━━━━━ Passage to read ━━━━━

- Born: 1952 Balochistan, Pakistan
- Died: 27 July 2007 (aged 55) Quetta, Balochistan, Pakistan
- Occupation: Pakistani politician
- Awards: Sitara-i-Imtiaz

= Abdul Raziq Bugti =

Pakistani politician

Abdul Raziq Bugti (1952 – 27 July 2007) was a Pakistani politician from Balochistan province.

Bugti was a vocal critic of Nawab Akbar Bugti and other nationalist militants. In recognition of his service, he was awarded the Sitara-i-Imtiaz.

On 27 July 2007, Bugti was assassinated by the Baloch Liberation Army (BLA), a terrorist group operating in the province.

==Personal life==
He was born in the Masuri clan of the Bugti tribe in Sibi, Balochistan, Pakistan.

Bugti was married and had one daughter and two sons.

==Career==
Bugti's political career started in 1968 by joining the Baloch Students Organization (BSO). He was elected as a president of the Baloch Students Organization in 1978. He had also served in Federal student union. In 1980, he went to exile in Afghanistan. In 2003, Bugti returned to Pakistan and joined the government. He joined the politics because he supported the then President Pervez Musharraf. Upon his arrival from Afghanistan, he also got into conflict with BSO and as a result he left BSO to join Progressive Youth Movement. Later on, he joined Pakistan People's Party (PPP) and served the role of provincial head and central secretary general of the Pakistan National Party. Bugti also formed National Awami Party Pakistan (NAPP) along with another veteran politician Ajmal Khattak. In his last years, he was serving as the media consultant of the chief minister and spokesman for the provincial government.

━━━━━ Data section ━━━━━

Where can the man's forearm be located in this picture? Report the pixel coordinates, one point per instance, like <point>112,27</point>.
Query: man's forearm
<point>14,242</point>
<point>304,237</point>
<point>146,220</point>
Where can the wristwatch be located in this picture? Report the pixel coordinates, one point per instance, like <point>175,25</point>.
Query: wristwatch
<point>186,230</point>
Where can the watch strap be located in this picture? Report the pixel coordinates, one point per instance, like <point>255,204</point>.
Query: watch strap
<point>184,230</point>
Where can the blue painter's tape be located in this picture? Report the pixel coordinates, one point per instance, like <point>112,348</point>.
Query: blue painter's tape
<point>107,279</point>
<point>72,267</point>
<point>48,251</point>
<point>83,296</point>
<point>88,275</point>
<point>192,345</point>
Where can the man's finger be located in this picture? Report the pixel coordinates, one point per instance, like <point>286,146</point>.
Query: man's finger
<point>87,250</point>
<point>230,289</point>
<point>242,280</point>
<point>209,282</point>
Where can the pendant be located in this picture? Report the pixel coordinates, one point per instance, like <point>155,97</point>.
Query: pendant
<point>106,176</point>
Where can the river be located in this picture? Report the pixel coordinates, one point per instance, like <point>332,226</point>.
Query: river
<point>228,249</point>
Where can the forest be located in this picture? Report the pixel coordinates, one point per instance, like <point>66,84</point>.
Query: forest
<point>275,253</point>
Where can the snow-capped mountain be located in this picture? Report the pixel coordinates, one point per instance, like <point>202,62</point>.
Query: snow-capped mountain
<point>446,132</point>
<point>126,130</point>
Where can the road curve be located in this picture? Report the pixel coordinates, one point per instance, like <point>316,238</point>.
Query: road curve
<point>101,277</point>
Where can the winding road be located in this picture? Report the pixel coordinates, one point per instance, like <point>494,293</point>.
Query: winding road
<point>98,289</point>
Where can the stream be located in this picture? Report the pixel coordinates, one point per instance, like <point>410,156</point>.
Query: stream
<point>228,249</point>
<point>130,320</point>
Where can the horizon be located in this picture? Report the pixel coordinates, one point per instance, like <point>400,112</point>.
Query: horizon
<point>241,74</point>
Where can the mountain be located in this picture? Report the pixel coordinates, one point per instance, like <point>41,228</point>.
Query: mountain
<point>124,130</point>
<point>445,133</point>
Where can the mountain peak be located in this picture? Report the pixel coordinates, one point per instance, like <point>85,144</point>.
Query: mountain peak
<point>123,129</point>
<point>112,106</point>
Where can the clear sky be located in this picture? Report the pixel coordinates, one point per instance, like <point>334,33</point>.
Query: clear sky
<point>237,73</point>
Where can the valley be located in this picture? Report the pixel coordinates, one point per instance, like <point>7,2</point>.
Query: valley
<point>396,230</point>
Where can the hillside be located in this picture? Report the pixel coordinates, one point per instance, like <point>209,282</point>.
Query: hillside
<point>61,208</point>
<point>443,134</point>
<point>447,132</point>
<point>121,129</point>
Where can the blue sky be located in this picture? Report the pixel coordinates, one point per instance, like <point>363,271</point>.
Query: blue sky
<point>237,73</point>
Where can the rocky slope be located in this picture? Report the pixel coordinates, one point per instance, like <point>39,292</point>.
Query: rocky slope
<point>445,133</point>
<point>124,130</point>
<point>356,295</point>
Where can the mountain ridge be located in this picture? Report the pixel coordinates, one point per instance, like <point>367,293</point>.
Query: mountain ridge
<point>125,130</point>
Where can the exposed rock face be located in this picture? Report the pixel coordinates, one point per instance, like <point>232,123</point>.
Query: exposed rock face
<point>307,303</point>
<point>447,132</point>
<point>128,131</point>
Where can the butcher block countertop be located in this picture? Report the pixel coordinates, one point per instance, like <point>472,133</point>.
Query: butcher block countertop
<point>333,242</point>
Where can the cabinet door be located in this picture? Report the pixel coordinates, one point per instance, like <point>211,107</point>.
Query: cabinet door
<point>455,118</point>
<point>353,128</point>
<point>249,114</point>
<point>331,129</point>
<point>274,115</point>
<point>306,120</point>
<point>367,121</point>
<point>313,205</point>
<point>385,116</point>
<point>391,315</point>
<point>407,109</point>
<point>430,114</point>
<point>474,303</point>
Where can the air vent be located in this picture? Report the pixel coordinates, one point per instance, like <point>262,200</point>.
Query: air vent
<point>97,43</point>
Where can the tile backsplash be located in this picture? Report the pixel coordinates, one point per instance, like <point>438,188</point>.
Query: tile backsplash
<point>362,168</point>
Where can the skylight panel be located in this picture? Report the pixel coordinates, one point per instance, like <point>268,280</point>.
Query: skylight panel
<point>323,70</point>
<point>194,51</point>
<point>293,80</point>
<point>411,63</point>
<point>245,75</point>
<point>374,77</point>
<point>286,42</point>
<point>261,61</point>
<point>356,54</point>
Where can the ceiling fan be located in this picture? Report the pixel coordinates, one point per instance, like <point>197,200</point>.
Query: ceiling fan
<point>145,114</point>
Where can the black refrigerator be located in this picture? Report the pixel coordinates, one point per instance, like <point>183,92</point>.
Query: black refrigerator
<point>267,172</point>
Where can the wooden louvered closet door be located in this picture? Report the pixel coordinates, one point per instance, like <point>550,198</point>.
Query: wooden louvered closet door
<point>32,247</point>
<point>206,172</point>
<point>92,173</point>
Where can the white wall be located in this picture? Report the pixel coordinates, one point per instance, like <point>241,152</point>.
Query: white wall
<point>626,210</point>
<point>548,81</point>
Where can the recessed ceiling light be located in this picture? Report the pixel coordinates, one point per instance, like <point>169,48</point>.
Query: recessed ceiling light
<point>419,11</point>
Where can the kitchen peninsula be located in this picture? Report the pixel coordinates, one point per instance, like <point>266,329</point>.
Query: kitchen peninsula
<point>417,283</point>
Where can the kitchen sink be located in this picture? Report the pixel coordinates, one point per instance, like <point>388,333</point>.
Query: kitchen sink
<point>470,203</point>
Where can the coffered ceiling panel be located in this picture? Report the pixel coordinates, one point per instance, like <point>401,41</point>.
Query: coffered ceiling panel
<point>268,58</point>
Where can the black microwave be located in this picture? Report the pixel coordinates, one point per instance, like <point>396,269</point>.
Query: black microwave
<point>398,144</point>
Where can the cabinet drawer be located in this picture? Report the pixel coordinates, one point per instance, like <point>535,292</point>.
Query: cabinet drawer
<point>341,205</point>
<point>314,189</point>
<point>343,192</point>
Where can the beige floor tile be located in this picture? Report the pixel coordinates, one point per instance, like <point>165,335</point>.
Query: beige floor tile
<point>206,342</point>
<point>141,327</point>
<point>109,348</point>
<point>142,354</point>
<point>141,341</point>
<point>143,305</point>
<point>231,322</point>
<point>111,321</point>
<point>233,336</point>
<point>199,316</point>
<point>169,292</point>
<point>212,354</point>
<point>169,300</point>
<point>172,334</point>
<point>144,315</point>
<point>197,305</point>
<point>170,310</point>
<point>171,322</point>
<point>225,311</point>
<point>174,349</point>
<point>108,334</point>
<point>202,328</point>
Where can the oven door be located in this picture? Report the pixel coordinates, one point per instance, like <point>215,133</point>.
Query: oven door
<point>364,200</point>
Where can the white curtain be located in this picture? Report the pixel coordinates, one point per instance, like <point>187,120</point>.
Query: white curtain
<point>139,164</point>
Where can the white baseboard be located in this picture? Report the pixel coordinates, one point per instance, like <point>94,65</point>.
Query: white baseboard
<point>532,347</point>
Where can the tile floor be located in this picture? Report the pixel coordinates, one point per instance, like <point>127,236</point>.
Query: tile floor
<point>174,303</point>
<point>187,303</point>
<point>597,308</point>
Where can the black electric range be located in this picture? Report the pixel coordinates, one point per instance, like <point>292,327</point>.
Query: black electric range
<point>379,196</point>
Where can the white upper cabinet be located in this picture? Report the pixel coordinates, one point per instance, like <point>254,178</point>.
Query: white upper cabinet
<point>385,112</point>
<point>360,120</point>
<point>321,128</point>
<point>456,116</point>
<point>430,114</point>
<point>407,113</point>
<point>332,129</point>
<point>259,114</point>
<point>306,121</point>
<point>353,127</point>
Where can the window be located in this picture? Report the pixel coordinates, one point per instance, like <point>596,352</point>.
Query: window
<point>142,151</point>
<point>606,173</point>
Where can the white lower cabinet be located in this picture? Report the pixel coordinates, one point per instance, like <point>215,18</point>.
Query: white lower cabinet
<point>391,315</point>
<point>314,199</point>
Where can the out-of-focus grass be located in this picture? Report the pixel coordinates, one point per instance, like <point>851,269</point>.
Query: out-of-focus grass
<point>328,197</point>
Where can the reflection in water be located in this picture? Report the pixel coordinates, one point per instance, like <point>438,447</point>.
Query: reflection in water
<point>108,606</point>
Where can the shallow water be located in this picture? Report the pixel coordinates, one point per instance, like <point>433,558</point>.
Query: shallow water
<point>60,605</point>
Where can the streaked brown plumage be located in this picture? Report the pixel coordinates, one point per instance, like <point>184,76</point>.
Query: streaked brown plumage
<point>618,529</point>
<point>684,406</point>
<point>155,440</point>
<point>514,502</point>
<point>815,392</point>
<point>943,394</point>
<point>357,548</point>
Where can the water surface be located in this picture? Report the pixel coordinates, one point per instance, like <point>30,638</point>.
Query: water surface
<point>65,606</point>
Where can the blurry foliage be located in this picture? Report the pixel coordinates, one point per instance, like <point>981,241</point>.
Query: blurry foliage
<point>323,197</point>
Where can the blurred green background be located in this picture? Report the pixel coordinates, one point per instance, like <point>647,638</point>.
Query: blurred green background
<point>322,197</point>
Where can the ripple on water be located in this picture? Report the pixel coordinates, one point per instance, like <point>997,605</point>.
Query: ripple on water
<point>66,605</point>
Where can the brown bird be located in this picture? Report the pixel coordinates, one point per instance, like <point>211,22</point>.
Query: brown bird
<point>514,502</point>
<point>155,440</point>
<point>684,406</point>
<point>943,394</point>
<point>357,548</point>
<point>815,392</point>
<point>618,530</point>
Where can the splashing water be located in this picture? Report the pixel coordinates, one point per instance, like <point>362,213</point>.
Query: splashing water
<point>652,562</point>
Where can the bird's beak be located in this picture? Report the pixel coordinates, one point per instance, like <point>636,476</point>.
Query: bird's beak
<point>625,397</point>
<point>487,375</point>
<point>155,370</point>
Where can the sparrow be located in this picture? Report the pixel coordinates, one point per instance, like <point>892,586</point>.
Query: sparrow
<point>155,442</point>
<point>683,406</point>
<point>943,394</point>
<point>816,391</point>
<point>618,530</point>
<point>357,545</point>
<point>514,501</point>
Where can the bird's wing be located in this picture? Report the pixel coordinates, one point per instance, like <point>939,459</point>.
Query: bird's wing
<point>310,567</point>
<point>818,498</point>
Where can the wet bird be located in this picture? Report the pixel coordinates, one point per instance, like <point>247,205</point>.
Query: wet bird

━━━━━

(Problem requirements)
Continue the article on Abdul Raziq Bugti from its last sentence.

(Exercise output)
He was harsh critic of Nawab Akbar Bugti and other nationalist militants.

==Assassination==
On 27 July 2007, about 4:15 PM; he was gunned down on Zarghon Road in Quetta. Police claims that Mr Bugti was returning to his office from PTV Quetta centre after talking about recent floods in Balochistan. After the attack, police rushed to shift his body to the civil hospital where the doctors declared him dead. He was assassinated at the same spot where several high-post government officials were attacked in the past; Justice Nawaz Marri, a Balochistan High Court judge and Nisar Hazara, former provincial minister, survived assassination.

The Baloch Liberation Army (BLA), a terrorist group, claimed responsibility for killing him.

Chief minister of Balochistan paid 2 million PKR to the Bugti's family. Pakistan's Worker Party protested against Raziq Bugti's killing. Protestors claims that Raziq Bugti was killed because he strongly opposed anti-Pakistan militant.